Goal A: Arrange each line of the records below as a JSON list of strings, one string per line, with blank lines left out.

[browse entry tags]

latest entries
>Horror Plans
01.05.09 / Joe
>Things We Learned This Week
01.04.09 / Joe
>The Week in Links
01.03.09 / Joe
>Happy New Year 2009
01.02.09 / Joe
>2008 Nintendo Power Awards... the predictions, part 2!
12.31.08 / Joe
>Clark's Christmas 2008
12.29.08 / Joe
>Things We Learned This Week
12.29.08 / Joe
>Wisp, Jingle, Snowman... and Rhonda is way ahead.
12.28.08 / Joe
>The Week in Links
12.26.08 / Joe
>LittleBigPlanet photo exports are really tiny.
12.25.08 / Joe

Game Review / Trapt (PS2)
Tuesday / 03.28.06 / 10:16PM / Joe


This is a bit of a downer for me, because I was a big fan of the series that spawned Trapt: the Deception franchise on the PS1. Despite the uber leet name change, Trapt is the fourth game in the series. Starting with the unrefined Tecmo's Deception in 1997, the series hit stride with 1998's Kagero: Deception 2, and kind of limped through 2000's Deception 3: Dark Delusion. And in 2005, we have the half-assed next-gen edition, Trapt for PS2.

Why the long break between games? The Deception team was kept very busy on a new and justifiably awesome franchise, the Fatal Frame series. Obviously, poor Trapt did not get the attention it deserved.

Execution aside (pun intended, you'll get it in a minute), it's a fabulous concept... its nearest cousin is probably the Dungeon Keeper series (1997 and 1999) for PC. You have the run of an old castle, and you set booby traps to kill the various invaders. Of course there's always some grand plotline of dubious morality and a fair amount of existential hand-wringing... but at the core, you're setting up traps in order to kill people in the most spectacular way possible.

Exercise material:
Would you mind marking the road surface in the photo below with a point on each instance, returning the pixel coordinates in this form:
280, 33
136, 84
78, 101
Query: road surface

Goal B: Pick up the Trapt review from its last sentence and continue it.

Final result A:
[
  "Would you mind marking the road surface in the photo below with a point on each instance, returning the pixel coordinates in this form:",
  "280, 33",
  "136, 84",
  "78, 101",
  "Query: road surface"
]

Final result B:
It's a great amount of fun, particularly for voyeurs like myself who prefer not to get our hands dirty. You can talk all day about the visceral carnage of Any Given FPS 20XX, but I'll always lean towards the cerebral shadowplay of Deception. It's about building a better mousetrap and then revelling in its destructive power.

In Trapt, you are Princess Allura, who finds she has "the power of the demon" or somesuch. This is how the game explains your ability to devise and prepare booby traps. I couldn't care less what Final Fantasy script cutting is used here, because the key is in the doing, not the explaining. The power manifests itself after her father, King Olaf, is murdered. She wisely escapes to an abandoned castle, but the revolutionaries follow... and so the bloodbath begins. You'll weave in and out of several branching storylines throughout Trapt, but they all reduce to one idea: you're in the castle and people are coming after you that you must kill.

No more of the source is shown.